▶ Given instruction: Put the rows below into a numbered list, leaving out any blank lines, starting with the line that contains "Using the specimen image, mark the audience" and going on through the line that contains "[0,2,52,367]". List only those lines.

▶ Data provided:
######

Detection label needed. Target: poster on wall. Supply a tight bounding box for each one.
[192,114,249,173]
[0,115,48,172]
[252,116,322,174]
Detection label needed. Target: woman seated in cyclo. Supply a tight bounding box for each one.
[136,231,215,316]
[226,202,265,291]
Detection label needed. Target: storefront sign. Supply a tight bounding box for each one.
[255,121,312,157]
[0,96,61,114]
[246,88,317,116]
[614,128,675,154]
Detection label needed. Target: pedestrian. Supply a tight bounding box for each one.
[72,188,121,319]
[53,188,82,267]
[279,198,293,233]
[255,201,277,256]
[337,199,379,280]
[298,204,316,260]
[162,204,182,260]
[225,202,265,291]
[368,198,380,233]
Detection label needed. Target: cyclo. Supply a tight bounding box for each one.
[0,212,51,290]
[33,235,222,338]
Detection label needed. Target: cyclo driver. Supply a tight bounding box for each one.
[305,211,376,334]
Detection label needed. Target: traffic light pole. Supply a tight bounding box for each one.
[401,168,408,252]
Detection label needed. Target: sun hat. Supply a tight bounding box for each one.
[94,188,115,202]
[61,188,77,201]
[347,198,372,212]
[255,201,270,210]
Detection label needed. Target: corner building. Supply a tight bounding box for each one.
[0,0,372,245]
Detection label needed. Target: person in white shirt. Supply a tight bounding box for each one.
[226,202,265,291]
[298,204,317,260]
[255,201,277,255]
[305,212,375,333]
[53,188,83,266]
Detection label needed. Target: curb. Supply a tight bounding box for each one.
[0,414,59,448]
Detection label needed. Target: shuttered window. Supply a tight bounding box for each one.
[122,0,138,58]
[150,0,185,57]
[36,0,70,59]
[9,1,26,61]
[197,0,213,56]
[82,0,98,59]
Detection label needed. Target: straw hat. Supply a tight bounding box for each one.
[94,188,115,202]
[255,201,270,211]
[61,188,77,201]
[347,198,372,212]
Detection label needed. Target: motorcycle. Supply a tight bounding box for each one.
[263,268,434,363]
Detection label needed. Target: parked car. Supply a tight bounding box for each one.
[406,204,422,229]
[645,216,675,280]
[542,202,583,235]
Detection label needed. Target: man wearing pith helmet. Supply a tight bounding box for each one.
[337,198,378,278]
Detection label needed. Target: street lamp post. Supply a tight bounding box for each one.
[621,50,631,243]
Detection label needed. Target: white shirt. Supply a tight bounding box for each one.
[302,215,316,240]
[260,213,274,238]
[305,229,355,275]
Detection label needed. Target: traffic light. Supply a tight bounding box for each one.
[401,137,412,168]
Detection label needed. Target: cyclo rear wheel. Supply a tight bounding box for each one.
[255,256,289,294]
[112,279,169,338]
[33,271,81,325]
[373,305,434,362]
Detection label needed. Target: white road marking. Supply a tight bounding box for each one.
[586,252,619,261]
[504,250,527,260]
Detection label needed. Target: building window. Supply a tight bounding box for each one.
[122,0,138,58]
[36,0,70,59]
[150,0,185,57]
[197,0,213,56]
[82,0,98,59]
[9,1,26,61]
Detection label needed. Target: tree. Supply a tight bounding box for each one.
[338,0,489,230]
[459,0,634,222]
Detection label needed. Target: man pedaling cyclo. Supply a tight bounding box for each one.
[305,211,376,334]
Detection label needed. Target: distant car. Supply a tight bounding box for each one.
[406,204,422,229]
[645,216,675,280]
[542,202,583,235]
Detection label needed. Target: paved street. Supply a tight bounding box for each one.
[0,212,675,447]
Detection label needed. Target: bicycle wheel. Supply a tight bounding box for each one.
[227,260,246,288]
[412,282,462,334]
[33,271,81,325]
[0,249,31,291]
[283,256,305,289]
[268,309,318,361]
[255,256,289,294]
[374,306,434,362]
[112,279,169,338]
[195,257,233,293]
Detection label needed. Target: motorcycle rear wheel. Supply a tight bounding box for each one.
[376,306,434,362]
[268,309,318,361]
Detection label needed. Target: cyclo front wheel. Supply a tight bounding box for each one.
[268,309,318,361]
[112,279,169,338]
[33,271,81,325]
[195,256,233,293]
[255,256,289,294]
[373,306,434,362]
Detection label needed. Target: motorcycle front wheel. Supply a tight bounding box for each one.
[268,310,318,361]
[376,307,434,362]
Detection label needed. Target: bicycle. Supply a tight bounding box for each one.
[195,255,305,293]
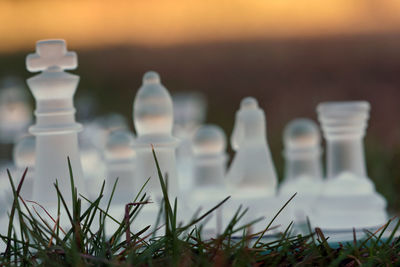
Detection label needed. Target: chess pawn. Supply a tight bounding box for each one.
[26,40,86,207]
[13,135,36,200]
[311,101,387,230]
[104,130,137,205]
[189,124,228,235]
[133,71,179,202]
[227,97,277,195]
[172,92,207,191]
[279,119,322,222]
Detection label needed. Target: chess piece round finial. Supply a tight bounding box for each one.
[26,39,78,72]
[13,135,36,169]
[105,130,135,160]
[193,124,226,155]
[133,71,173,136]
[283,118,321,149]
[240,96,258,109]
[143,71,161,84]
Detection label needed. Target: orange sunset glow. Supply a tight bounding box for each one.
[0,0,400,52]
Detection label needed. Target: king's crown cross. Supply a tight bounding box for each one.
[26,40,78,72]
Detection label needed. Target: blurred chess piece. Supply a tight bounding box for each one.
[311,101,388,231]
[188,124,228,236]
[26,40,86,208]
[0,77,32,144]
[172,92,207,191]
[133,71,179,202]
[83,113,129,151]
[104,130,139,205]
[279,118,322,222]
[227,97,278,195]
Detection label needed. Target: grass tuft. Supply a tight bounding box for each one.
[0,151,400,266]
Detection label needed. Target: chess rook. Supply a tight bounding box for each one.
[279,118,323,223]
[26,40,85,205]
[317,101,370,178]
[311,101,387,230]
[133,71,179,201]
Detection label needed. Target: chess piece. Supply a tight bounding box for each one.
[279,118,322,222]
[26,40,85,206]
[133,71,179,202]
[10,135,36,200]
[172,92,207,191]
[224,97,289,232]
[0,77,32,144]
[189,124,228,235]
[227,97,277,195]
[311,101,387,230]
[104,130,137,203]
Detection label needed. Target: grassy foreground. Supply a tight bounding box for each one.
[0,150,400,266]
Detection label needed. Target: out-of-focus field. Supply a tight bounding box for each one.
[0,33,400,210]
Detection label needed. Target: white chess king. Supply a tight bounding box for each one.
[26,40,85,207]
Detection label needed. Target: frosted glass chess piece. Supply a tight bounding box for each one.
[133,71,179,202]
[10,135,36,204]
[172,92,207,192]
[102,130,136,233]
[227,97,278,195]
[78,127,106,200]
[188,124,229,235]
[0,77,32,144]
[224,97,285,234]
[104,130,138,205]
[311,101,387,230]
[279,118,322,222]
[26,40,86,208]
[133,71,182,234]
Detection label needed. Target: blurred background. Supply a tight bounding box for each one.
[0,0,400,211]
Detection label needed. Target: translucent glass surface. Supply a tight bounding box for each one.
[26,40,86,208]
[133,71,173,136]
[13,135,36,169]
[227,97,277,194]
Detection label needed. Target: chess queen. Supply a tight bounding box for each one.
[26,40,85,208]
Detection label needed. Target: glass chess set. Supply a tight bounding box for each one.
[0,40,393,246]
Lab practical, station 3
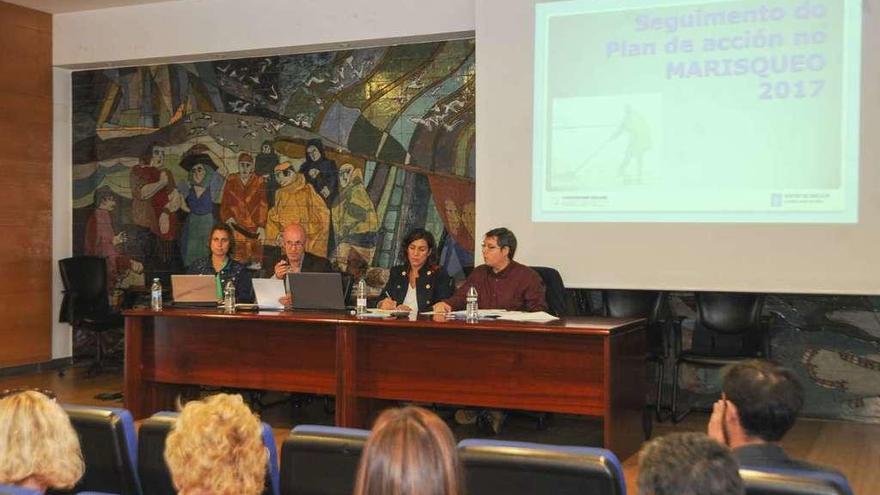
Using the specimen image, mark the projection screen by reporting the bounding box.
[476,0,880,294]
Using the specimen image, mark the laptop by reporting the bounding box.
[251,278,284,310]
[287,272,346,309]
[171,275,217,308]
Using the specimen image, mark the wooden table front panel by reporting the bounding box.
[352,326,605,415]
[143,317,336,394]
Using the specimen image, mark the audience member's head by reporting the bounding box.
[638,433,745,495]
[0,390,84,491]
[165,394,269,495]
[721,359,804,447]
[354,407,464,495]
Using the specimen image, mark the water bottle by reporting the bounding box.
[150,278,162,311]
[223,279,235,313]
[354,279,367,316]
[464,285,480,323]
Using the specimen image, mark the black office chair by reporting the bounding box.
[672,292,770,422]
[138,412,178,495]
[602,290,681,426]
[458,439,626,495]
[52,405,144,495]
[531,266,571,317]
[739,469,853,495]
[58,256,123,373]
[281,425,370,495]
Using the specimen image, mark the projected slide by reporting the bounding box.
[532,0,862,223]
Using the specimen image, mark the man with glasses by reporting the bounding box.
[434,227,547,313]
[434,227,547,435]
[271,223,334,279]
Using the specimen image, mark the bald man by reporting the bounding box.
[265,223,334,279]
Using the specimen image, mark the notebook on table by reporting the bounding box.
[252,278,284,310]
[287,272,345,310]
[171,275,217,308]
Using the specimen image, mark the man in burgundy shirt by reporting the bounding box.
[434,227,547,435]
[434,227,547,313]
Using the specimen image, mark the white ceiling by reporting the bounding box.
[0,0,177,14]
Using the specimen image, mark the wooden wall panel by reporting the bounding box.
[0,2,52,367]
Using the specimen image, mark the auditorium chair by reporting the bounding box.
[458,439,626,495]
[672,292,771,422]
[281,425,370,495]
[602,290,681,426]
[138,411,279,495]
[739,468,853,495]
[531,266,571,317]
[58,256,123,373]
[53,405,143,495]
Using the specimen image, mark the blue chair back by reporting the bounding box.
[281,425,370,495]
[458,439,626,495]
[739,467,853,495]
[63,404,143,495]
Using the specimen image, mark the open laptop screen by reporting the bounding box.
[287,272,345,309]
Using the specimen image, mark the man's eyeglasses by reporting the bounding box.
[0,388,55,400]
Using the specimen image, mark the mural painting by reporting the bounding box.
[73,39,475,298]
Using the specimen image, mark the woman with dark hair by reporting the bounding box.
[379,229,452,311]
[180,151,223,266]
[189,223,254,303]
[299,139,339,208]
[354,407,465,495]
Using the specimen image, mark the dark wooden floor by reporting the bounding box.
[0,367,880,495]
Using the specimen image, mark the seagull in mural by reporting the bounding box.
[406,74,427,89]
[231,100,251,113]
[443,119,462,132]
[443,100,464,114]
[409,117,440,131]
[306,76,326,88]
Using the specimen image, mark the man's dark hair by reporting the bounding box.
[721,359,804,442]
[400,228,437,265]
[484,227,516,259]
[638,433,745,495]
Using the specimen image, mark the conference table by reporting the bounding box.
[124,309,646,459]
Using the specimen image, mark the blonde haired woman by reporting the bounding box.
[165,394,269,495]
[354,407,465,495]
[0,390,85,492]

######

▶ The reply:
1. Using the specimen image, mark the audience member's head by reporting the bounding box.
2. [638,433,745,495]
3. [0,390,84,491]
4. [165,394,269,495]
5. [721,359,804,447]
6. [354,407,464,495]
7. Using the specimen image, mark the water bottle by reporting the bounding box.
8. [150,278,162,311]
9. [223,279,235,313]
10. [354,279,367,316]
11. [464,285,480,323]
12. Using the specimen image, mark the black office chair by reporting the bounding box.
13. [672,292,770,422]
14. [138,412,178,495]
15. [602,290,681,426]
16. [458,439,626,495]
17. [52,405,144,495]
18. [531,266,571,317]
19. [739,469,853,495]
20. [58,256,123,373]
21. [281,425,370,495]
22. Using the specimen image, mark the projected slide by reporting the bounding box.
23. [532,0,862,223]
24. Using the specimen image, mark the man with glasses by reporting the bounding box.
25. [434,227,547,313]
26. [434,227,547,435]
27. [271,223,334,279]
28. Using the specimen image, mark the bald man by reporting the bounding box.
29. [265,223,334,279]
30. Using the specimen image, mark the notebook on table by reporting the bounding box.
31. [252,278,284,310]
32. [287,272,345,310]
33. [171,275,217,308]
34. Using the specimen image, mark the man in burgundy shirt by reporting the bounding box.
35. [434,227,547,435]
36. [434,227,547,313]
37. Using the specimen image, mark the white ceiling by reporting the bounding box.
38. [0,0,177,14]
39. Using the specimen image, mark the wooden wall panel by reporting the bounding box.
40. [0,2,52,367]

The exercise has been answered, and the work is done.